# TO BE DONE
Reproduce every line of the data below without any changes.

>> Begin RECORDS PROVIDED

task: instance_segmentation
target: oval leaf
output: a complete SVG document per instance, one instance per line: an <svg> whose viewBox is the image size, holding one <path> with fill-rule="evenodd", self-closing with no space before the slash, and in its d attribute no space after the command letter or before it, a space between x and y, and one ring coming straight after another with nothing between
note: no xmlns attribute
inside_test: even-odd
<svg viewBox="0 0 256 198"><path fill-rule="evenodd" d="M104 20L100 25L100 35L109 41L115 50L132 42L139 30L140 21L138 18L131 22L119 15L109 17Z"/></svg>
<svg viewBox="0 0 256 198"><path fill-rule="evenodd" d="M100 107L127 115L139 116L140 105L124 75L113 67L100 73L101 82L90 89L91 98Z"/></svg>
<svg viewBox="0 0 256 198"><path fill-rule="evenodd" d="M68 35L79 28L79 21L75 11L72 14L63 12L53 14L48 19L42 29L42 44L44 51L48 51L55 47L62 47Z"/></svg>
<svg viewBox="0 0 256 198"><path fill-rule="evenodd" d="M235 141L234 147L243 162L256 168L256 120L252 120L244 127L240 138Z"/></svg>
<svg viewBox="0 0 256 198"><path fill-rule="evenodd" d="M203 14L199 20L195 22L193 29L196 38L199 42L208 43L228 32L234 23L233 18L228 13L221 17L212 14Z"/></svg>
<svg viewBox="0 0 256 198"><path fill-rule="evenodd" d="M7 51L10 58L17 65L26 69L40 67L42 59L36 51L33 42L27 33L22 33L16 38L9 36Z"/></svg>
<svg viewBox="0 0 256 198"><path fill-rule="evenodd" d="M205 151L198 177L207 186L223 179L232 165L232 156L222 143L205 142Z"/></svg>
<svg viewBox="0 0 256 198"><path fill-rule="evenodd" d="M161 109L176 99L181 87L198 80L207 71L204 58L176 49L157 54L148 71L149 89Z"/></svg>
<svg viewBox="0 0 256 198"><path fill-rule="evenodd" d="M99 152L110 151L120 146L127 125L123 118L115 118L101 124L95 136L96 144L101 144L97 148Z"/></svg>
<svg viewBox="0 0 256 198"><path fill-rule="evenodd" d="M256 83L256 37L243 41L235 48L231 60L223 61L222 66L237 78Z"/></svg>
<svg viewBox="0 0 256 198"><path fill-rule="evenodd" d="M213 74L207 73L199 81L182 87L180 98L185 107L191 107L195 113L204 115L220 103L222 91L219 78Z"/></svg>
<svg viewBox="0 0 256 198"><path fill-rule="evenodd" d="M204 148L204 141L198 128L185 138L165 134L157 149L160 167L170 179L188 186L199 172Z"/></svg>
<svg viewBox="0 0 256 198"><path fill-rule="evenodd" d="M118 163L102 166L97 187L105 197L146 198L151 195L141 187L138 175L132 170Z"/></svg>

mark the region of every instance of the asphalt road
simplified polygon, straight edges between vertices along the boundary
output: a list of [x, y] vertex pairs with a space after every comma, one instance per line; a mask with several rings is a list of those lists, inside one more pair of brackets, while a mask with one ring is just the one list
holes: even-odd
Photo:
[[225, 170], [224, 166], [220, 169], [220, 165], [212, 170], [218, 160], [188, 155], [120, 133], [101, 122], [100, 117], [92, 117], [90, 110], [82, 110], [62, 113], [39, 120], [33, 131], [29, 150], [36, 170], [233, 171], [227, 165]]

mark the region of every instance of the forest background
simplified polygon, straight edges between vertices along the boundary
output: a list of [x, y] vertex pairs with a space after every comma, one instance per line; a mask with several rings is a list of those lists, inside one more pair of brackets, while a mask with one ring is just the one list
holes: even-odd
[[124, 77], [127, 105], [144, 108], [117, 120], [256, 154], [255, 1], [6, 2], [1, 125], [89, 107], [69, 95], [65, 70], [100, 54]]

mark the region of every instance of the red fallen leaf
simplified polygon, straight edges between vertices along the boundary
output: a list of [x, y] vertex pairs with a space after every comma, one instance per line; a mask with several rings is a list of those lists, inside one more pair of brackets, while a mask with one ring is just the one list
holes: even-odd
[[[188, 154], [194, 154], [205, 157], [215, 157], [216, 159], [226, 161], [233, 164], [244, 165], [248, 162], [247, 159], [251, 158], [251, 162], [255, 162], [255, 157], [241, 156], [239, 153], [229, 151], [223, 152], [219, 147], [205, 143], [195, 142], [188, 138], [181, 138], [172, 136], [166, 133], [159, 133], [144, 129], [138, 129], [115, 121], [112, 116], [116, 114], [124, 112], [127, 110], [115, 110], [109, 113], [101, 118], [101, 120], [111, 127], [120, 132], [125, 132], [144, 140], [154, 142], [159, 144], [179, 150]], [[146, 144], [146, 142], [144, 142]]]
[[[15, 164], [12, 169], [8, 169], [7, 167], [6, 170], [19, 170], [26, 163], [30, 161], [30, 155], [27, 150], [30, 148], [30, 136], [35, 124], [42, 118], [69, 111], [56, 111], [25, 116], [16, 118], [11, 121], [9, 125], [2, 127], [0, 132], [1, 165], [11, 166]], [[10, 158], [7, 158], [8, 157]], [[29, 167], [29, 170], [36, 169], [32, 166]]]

>> End RECORDS PROVIDED

# SOLVED PROBLEM
task: instance_segmentation
target: oval leaf
output: a complete SVG document per instance, one instance per line: an <svg> whose viewBox is the image size, holding one <path> with fill-rule="evenodd", self-closing with no space before the slash, and in its d attribute no space after the command letter or before it, a space between x and y, and one ring coming straight after another with nothing between
note: no xmlns attribute
inside_test: even-odd
<svg viewBox="0 0 256 198"><path fill-rule="evenodd" d="M104 20L100 25L100 35L109 41L115 50L132 42L139 30L140 21L138 18L131 22L119 15L109 17Z"/></svg>
<svg viewBox="0 0 256 198"><path fill-rule="evenodd" d="M100 107L127 115L139 116L140 105L124 75L113 67L100 73L101 82L90 89L91 98Z"/></svg>
<svg viewBox="0 0 256 198"><path fill-rule="evenodd" d="M68 35L79 28L79 21L75 11L72 14L63 12L53 14L48 19L42 29L42 44L44 51L48 51L55 47L62 47Z"/></svg>
<svg viewBox="0 0 256 198"><path fill-rule="evenodd" d="M235 141L234 147L243 162L256 168L256 120L252 120L244 127L240 138Z"/></svg>
<svg viewBox="0 0 256 198"><path fill-rule="evenodd" d="M203 14L199 20L195 22L193 29L196 38L199 42L208 43L228 32L234 23L233 18L228 13L221 17L212 14Z"/></svg>
<svg viewBox="0 0 256 198"><path fill-rule="evenodd" d="M7 51L10 58L17 65L26 69L40 67L42 59L36 51L33 42L27 33L22 33L16 38L9 36Z"/></svg>
<svg viewBox="0 0 256 198"><path fill-rule="evenodd" d="M205 151L198 177L207 186L223 179L232 165L232 156L222 143L205 142Z"/></svg>
<svg viewBox="0 0 256 198"><path fill-rule="evenodd" d="M161 109L176 99L181 87L198 80L207 71L204 58L176 49L157 54L148 71L149 89Z"/></svg>
<svg viewBox="0 0 256 198"><path fill-rule="evenodd" d="M99 152L110 151L120 146L127 125L123 118L115 118L101 124L95 136L96 144L101 144L97 148Z"/></svg>
<svg viewBox="0 0 256 198"><path fill-rule="evenodd" d="M256 83L256 37L243 41L235 48L231 60L223 61L222 66L237 78Z"/></svg>
<svg viewBox="0 0 256 198"><path fill-rule="evenodd" d="M213 74L207 73L199 81L182 87L180 98L185 107L191 107L195 113L204 115L220 103L222 91L219 78Z"/></svg>
<svg viewBox="0 0 256 198"><path fill-rule="evenodd" d="M204 148L204 141L198 128L185 138L165 134L157 149L160 167L170 179L188 186L199 172Z"/></svg>
<svg viewBox="0 0 256 198"><path fill-rule="evenodd" d="M118 163L102 166L97 187L105 197L146 198L151 195L141 187L138 175L132 170Z"/></svg>

mark the region of every instance of the asphalt road
simplified polygon, straight edges between vertices along the boundary
output: a list of [x, y] vertex pairs with a space after every comma, one instance per line; a mask with several rings is a list of those lists, inside one more pair of brackets, while a mask with one ring is just the one list
holes: even-odd
Photo:
[[225, 170], [224, 166], [220, 169], [220, 165], [212, 170], [218, 160], [188, 155], [120, 133], [101, 122], [100, 117], [92, 117], [90, 110], [82, 110], [62, 113], [39, 120], [33, 131], [29, 150], [36, 170], [233, 171], [227, 165]]

mark the region of every instance of the forest background
simplified polygon, straight edges between vertices along the boundary
output: a list of [x, y] vertex pairs with a space after every comma, one instance per line; a mask with several rings is a list of those lists, inside one more pair of brackets, while a mask with one ring is just the one list
holes: even-odd
[[124, 77], [127, 105], [144, 108], [117, 120], [256, 154], [255, 1], [6, 2], [1, 125], [89, 107], [69, 95], [65, 70], [100, 54]]

mark the region of every instance of the red fallen leaf
simplified polygon, straight edges between vertices along the boundary
output: a list of [x, y] vertex pairs with a space after every comma, one instance per line; a mask with several rings is a list of those lists, inside one more pair of brackets, while a mask with one ring is just the one list
holes: even-odd
[[[188, 154], [194, 154], [205, 157], [215, 157], [216, 159], [226, 161], [233, 164], [244, 165], [248, 162], [247, 159], [251, 158], [251, 162], [255, 162], [255, 157], [241, 156], [239, 153], [229, 151], [223, 152], [219, 147], [205, 143], [195, 142], [188, 138], [181, 138], [172, 136], [166, 133], [159, 133], [144, 129], [138, 129], [115, 121], [112, 116], [116, 114], [124, 112], [127, 110], [115, 110], [109, 113], [101, 118], [101, 120], [111, 127], [120, 132], [125, 132], [144, 140], [154, 142], [159, 144], [179, 150]], [[146, 144], [146, 142], [144, 142]]]
[[[15, 164], [12, 169], [8, 169], [7, 167], [6, 170], [19, 170], [26, 163], [30, 161], [30, 155], [27, 150], [30, 148], [30, 136], [35, 124], [42, 118], [69, 111], [56, 111], [25, 116], [16, 118], [11, 121], [9, 125], [2, 127], [0, 132], [1, 165], [11, 166]], [[10, 158], [7, 158], [8, 157]], [[29, 167], [29, 170], [36, 169], [32, 166]]]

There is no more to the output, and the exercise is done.